[Opening SOURCE DOCUMENT section]

Special diets. Diets were purchased from Harland Teklad. The normal diet was the Harland Teklad 2018 diet, which is 18% protein. The high-protein diet (TD.03637) (70% casein) contained 62% protein, which is 4.7% lysine by weight. The lysine diet (TD.04412) was prepared by adding free lysine to a standard diet to achieve 4.7% total lysine. This level of lysine is not toxic in normal animals (46, 47). The lysine-homoarginine diet was prepared by adding 5% homoarginine to the lysine diet. Glucose was administered by adding 5% glucose monohydrate by weight to water and provided ad libitum. For intervention studies, male and female Gcdh–/– mice were placed on special diets at 4 weeks of age, housed 2 per cage, and observed every 12 hours; mice and diets were weighed daily (n = 30 for each study group). All special diet–treated animals and corresponding controls were evaluated daily for symptoms as previously described (12).

Neuropathology. To follow the earliest pathologic events, 12 Gcdh–/–, 5 Gcdh–/+, and 5 WT mice were placed on a high-protein diet at 4 weeks of age. Two 4-week-old Gcdh–/–, Gcdh–/+, and WT mice were sacrificed before starting the diet (0 hour control), and 2 more Gcdh–/– mice were sacrificed every 12 hours after starting the diet and processed for electron microscopy. Three remaining Gcdh–/+ and WT mice were sacrificed 60 hours after starting the diet and processed for electron microscopy. A second group of 12 Gcdh–/–, Gcdh–/+, and WT mice at 4 weeks of age were placed on the lysine diet. Three Gcdh–/–, Gcdh–/+, and WT mice were sacrificed every 12 hours and processed for histology.

For histology, mice were anesthetized with 100 mg/kg pentobarbital (i.p.), perfused with lactated Ringers (Baxter) followed by 4% paraformaldehyde for 15 minutes. Brains were postfixed in 4% paraformaldehyde for 48 hours and paraffin embedded. For electron microscopy, mice were perfused with 4% paraformaldehyde with 1% glutaraldehyde in 0.2 M cacodylate buffer. Brains were removed and postfixed for 48 hours and transferred to perfusion buffer until processed.

Histology. H&E slides were prepared from paraffin-embedded brains. Sequential 10-μm thick coronal brain slices were made within 0.5 mm of the bregma line for striatal sections and between bregma –1.5 and –2.0 for hippocampal sections (48).

[Closing SOURCE DOCUMENT section]
[Opening DATA UNDER STUDY section]

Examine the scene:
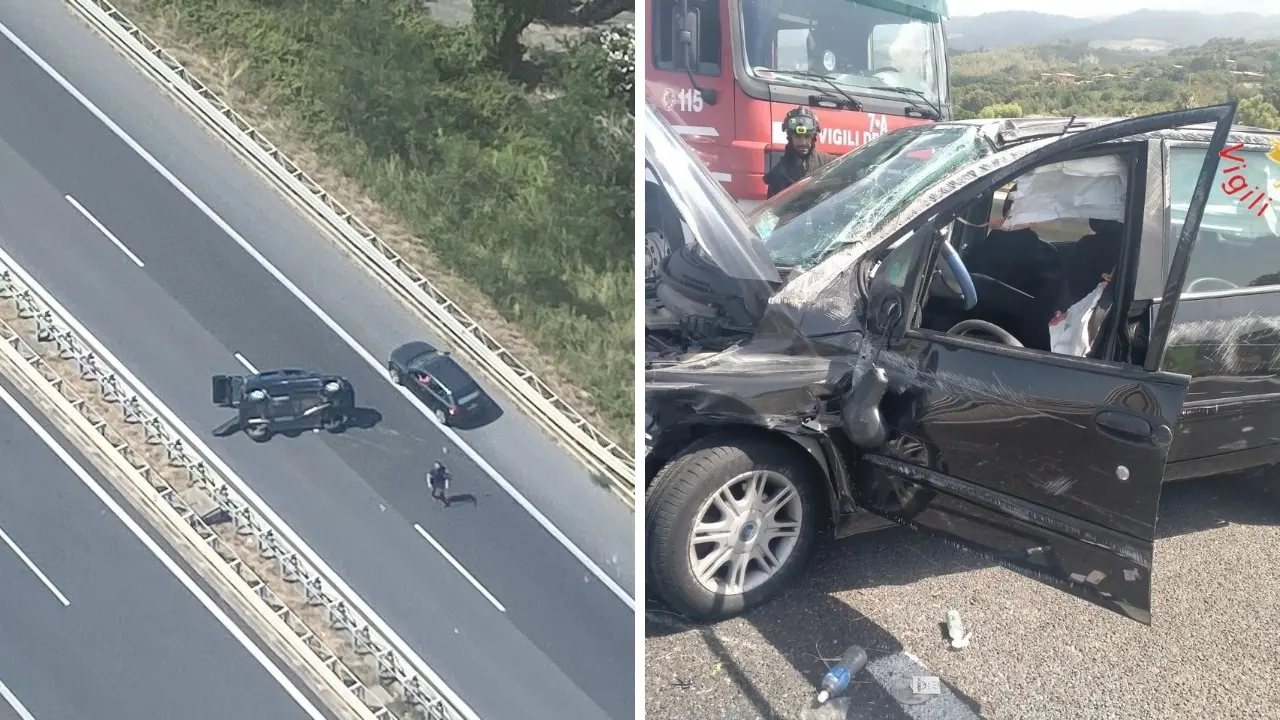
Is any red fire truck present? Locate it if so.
[645,0,951,209]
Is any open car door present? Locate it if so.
[858,104,1235,624]
[214,375,244,407]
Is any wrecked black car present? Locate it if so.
[212,369,356,442]
[645,96,1280,624]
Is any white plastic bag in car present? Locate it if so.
[1048,281,1107,357]
[1005,155,1129,229]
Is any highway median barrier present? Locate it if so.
[0,251,480,720]
[65,0,636,510]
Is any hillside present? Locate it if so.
[951,38,1280,129]
[114,0,635,442]
[947,10,1280,53]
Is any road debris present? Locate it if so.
[946,607,973,650]
[818,644,867,705]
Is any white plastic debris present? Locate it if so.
[947,607,973,650]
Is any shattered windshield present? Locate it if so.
[741,0,947,104]
[749,126,992,269]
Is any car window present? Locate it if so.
[1167,143,1280,293]
[748,126,991,269]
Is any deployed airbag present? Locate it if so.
[1005,155,1129,228]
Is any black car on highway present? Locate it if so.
[387,341,489,425]
[645,98,1280,624]
[212,369,356,442]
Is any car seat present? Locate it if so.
[1018,218,1124,351]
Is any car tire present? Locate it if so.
[645,433,822,623]
[321,413,347,433]
[244,423,271,442]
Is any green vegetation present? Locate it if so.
[951,38,1280,129]
[123,0,635,439]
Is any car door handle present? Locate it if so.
[1093,410,1172,445]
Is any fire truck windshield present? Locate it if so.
[740,0,948,105]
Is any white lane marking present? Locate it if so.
[236,352,257,375]
[63,195,146,268]
[0,23,636,612]
[0,224,480,720]
[0,386,328,720]
[0,520,72,607]
[867,650,978,720]
[0,680,36,720]
[413,523,507,612]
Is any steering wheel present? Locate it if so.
[942,240,978,310]
[1187,278,1240,292]
[947,320,1024,347]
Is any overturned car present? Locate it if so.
[212,369,356,442]
[645,96,1280,624]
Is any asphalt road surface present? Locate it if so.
[0,0,635,720]
[645,471,1280,720]
[0,368,329,720]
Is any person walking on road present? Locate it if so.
[426,460,451,507]
[764,106,835,197]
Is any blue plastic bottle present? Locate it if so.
[818,644,867,703]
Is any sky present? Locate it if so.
[947,0,1280,18]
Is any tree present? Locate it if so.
[1235,95,1280,129]
[471,0,635,74]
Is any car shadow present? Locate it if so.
[645,473,1280,720]
[333,407,383,434]
[449,398,503,430]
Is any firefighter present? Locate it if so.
[764,106,835,197]
[426,460,451,507]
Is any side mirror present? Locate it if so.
[676,0,717,105]
[867,219,938,338]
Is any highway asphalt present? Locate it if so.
[645,469,1280,720]
[0,0,635,720]
[0,371,328,720]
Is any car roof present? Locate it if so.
[422,354,476,391]
[934,115,1280,149]
[244,369,333,388]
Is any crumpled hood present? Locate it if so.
[645,99,781,283]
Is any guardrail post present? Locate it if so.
[97,373,122,402]
[302,578,329,605]
[13,290,36,320]
[76,352,97,380]
[376,650,401,681]
[142,415,169,445]
[54,331,81,360]
[280,552,303,579]
[329,600,355,630]
[229,507,257,537]
[120,395,146,425]
[36,310,58,342]
[164,438,187,468]
[257,529,276,560]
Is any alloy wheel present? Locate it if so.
[689,470,804,594]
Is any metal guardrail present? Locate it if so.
[0,252,480,720]
[67,0,636,510]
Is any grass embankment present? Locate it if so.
[116,0,635,438]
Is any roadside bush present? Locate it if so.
[127,0,635,439]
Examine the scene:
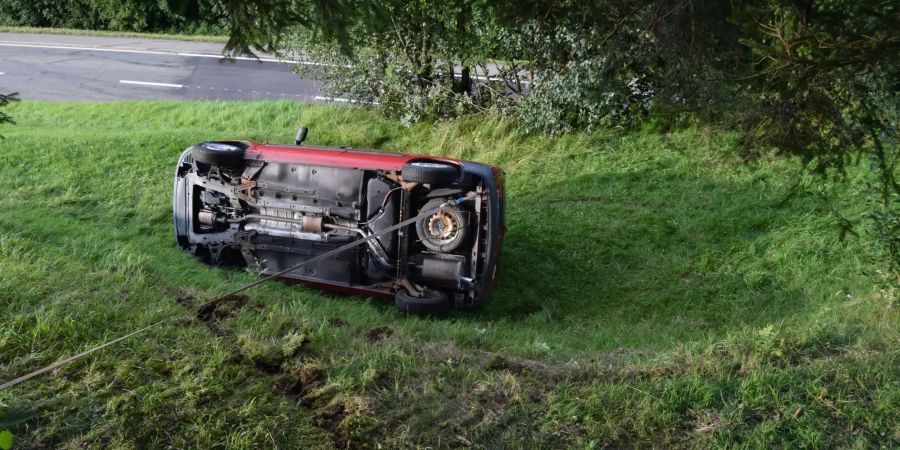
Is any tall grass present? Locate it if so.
[0,102,900,448]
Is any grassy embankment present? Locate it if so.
[0,102,900,448]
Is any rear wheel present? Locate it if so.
[394,289,450,314]
[191,142,244,167]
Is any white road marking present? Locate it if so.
[119,80,184,89]
[313,95,378,105]
[0,41,333,66]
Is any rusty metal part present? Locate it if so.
[397,278,425,298]
[197,209,216,227]
[425,210,460,244]
[244,214,324,233]
[232,181,256,205]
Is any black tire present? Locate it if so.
[394,288,450,314]
[416,198,469,253]
[400,161,459,187]
[191,142,244,167]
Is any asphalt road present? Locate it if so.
[0,33,326,101]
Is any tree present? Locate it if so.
[0,93,19,134]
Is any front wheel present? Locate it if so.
[191,142,244,167]
[400,161,459,187]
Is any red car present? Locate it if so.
[173,128,504,313]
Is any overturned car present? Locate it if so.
[173,128,504,313]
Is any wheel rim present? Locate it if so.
[425,211,460,245]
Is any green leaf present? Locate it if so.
[0,430,12,450]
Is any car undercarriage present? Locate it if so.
[173,137,502,313]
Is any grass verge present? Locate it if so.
[0,25,228,44]
[0,102,900,448]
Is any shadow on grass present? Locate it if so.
[476,170,833,340]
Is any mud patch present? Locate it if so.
[366,325,394,343]
[276,364,325,398]
[328,317,347,327]
[197,295,250,322]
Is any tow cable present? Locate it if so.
[0,192,477,391]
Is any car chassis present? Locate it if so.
[173,128,504,313]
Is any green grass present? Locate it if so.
[0,102,900,448]
[0,25,228,44]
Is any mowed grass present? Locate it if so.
[0,102,900,448]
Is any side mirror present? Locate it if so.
[294,127,309,145]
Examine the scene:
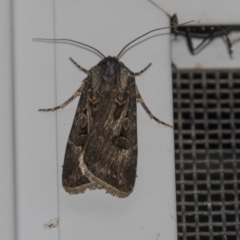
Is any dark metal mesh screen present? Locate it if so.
[173,69,240,240]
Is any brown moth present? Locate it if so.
[39,20,191,198]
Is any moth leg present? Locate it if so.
[133,63,152,77]
[69,58,89,75]
[38,84,84,112]
[135,86,173,128]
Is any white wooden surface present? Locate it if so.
[0,0,239,240]
[1,0,176,240]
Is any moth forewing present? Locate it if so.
[40,23,188,197]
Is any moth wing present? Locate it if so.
[62,78,96,194]
[80,77,137,197]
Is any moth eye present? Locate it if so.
[113,137,130,150]
[88,91,99,104]
[122,118,129,132]
[115,94,126,106]
[75,134,88,146]
[80,114,88,128]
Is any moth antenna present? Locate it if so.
[148,0,172,18]
[117,21,194,58]
[33,38,105,58]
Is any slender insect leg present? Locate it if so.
[221,28,233,54]
[38,83,84,112]
[134,63,152,77]
[135,86,173,128]
[69,58,89,74]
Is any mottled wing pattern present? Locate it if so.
[62,77,95,194]
[82,76,137,197]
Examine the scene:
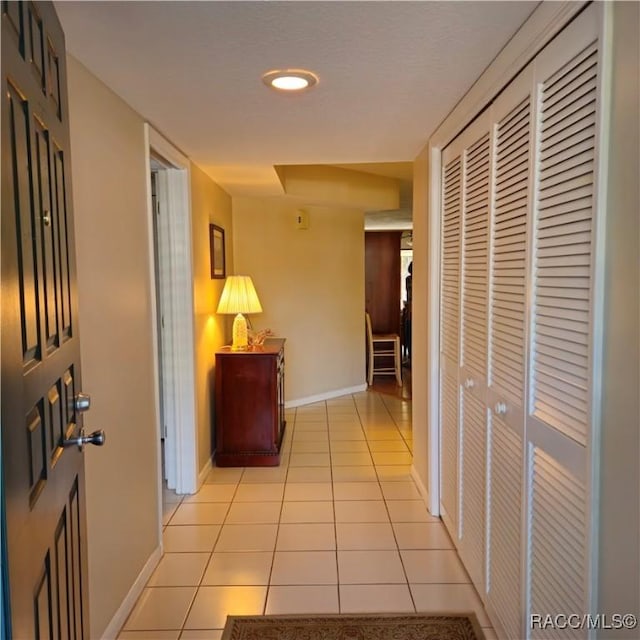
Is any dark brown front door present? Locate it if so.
[0,1,89,640]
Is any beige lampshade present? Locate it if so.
[218,276,262,313]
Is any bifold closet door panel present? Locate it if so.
[486,65,534,638]
[526,5,600,638]
[440,113,490,586]
[458,112,491,592]
[440,148,462,544]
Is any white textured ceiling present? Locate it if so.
[56,0,538,205]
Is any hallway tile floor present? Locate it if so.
[118,391,495,640]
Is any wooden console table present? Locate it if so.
[215,338,286,467]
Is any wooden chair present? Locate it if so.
[365,312,402,386]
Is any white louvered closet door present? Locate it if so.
[526,6,599,638]
[440,149,462,538]
[458,112,490,585]
[486,65,533,638]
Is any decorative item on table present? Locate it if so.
[218,276,262,351]
[248,329,273,347]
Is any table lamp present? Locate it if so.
[218,276,262,351]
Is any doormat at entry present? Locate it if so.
[222,613,485,640]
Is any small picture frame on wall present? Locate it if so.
[209,224,227,280]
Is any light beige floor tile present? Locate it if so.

[Closing DATA UNDER STUDY section]

▶ [EXERCISE SET]
A: In the Gcdh mouse methods text, what percentage of protein does the normal Harland Teklad 2018 diet contain?
B: Return the stretch of the Gcdh mouse methods text from "For histology, mice" through "buffer until processed.", word for word.
C: Write the next part of the Gcdh mouse methods text, picking up after its last sentence.

▶ [LIST OF ANSWERS]
A: 18% protein.

B:
For histology, mice were anesthetized with 100 mg/kg pentobarbital (i.p.), perfused with lactated Ringers (Baxter) followed by 4% paraformaldehyde for 15 minutes. Brains were postfixed in 4% paraformaldehyde for 48 hours and paraffin embedded. For electron microscopy, mice were perfused with 4% paraformaldehyde with 1% glutaraldehyde in 0.2 M cacodylate buffer. Brains were removed and postfixed for 48 hours and transferred to perfusion buffer until processed.

C:
Electron microscopy. Brains were dissected into coronal, hippocampal, or striatal blocks. Toluidine blue–stained semithin sections 1-μm thick were made from these blocks. Ultrathin sections of 90 nm were then cut from the same blocks and stained with uranyl acetate and lead citrate for transmission electron microscopic analysis using a Philips CM10 transmission electron microscope.

Immunohistochemistry and confocal microscopy. GFAP, β-gal, neuron-specific nuclear protein (NeuN), neurofilament (N52), occludin (Occl), and choline acetyltransferase (ChaT) were detected using deparaffinized 10-μm–thick coronal brain slices. For β-gal colocalization, tissue was blocked with normal serum and incubated with monoclonal α-GFAP (1:500) (Sigma-Aldrich), monoclonal α-NeuN (1:20) (Millipore), or monoclonal α-Occl (1-200) (Invitrogen) at the same time as with polyclonal α-β–gal (1:200) (Millipore). Additional slides were incubated with polyclonal α-GFAP (1:500) (Dako) and monoclonal α-N52 (1-200) (Sigma-Aldrich) at the same time or polyclonal α-ChaT (1:200) (Millipore) alone. All incubations were in PBS with normal serum overnight at 4°C. The slides were washed separately 3 times each in PBS and incubated with goat anti-rabbit IgG coupled to Cy2 for β-gal and goat anti-mouse IgG coupled to Cy3 for NeuN, Occl, ChaT, or monoclonal GFAP. Polyclonal GFAP was detected with goat anti-rabbit coupled to Cy3, and N52 was detected with goat anti-mouse coupled to Cy2 (all secondary antibodies diluted 1:2,000; Jackson ImmunoResearch Laboratories Inc.). All slides were counterstained with DAPI, 0.1 μg/ml in PBS for 5 minutes. Confocal microscopy was performed using a Leica TCS SP2 AOBS confocal microscope (Leica Microsystems).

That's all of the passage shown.